**** Material provided

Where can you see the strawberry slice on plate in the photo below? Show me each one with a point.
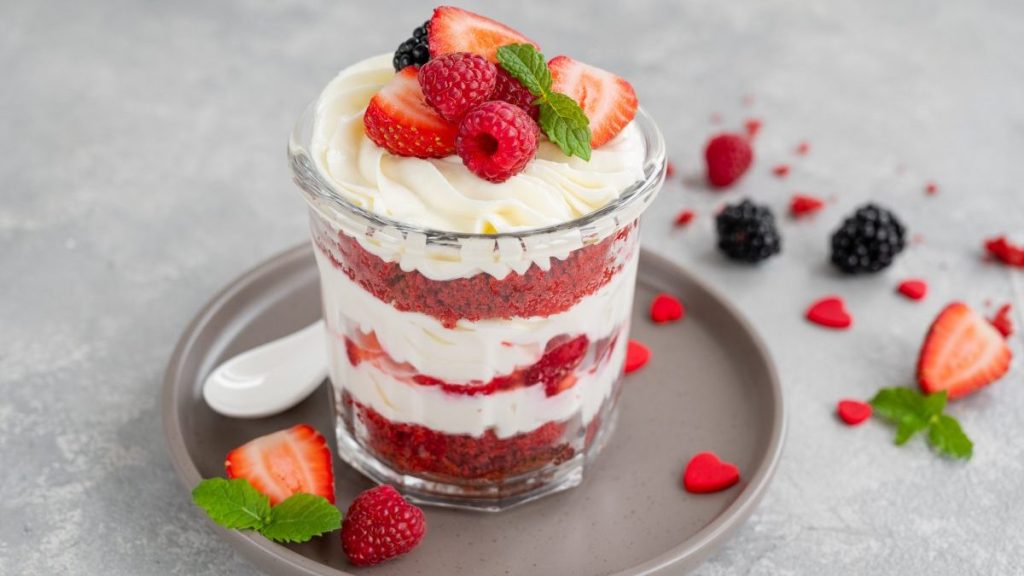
(285, 462)
(399, 120)
(962, 353)
(455, 30)
(608, 101)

********

Aim of the exercise:
Drop every image, please, and write out the data above exactly as shown.

Response:
Where can you see the strawberry slice on plate in the photo below? Show me each one with a point.
(285, 462)
(399, 120)
(962, 353)
(455, 30)
(608, 101)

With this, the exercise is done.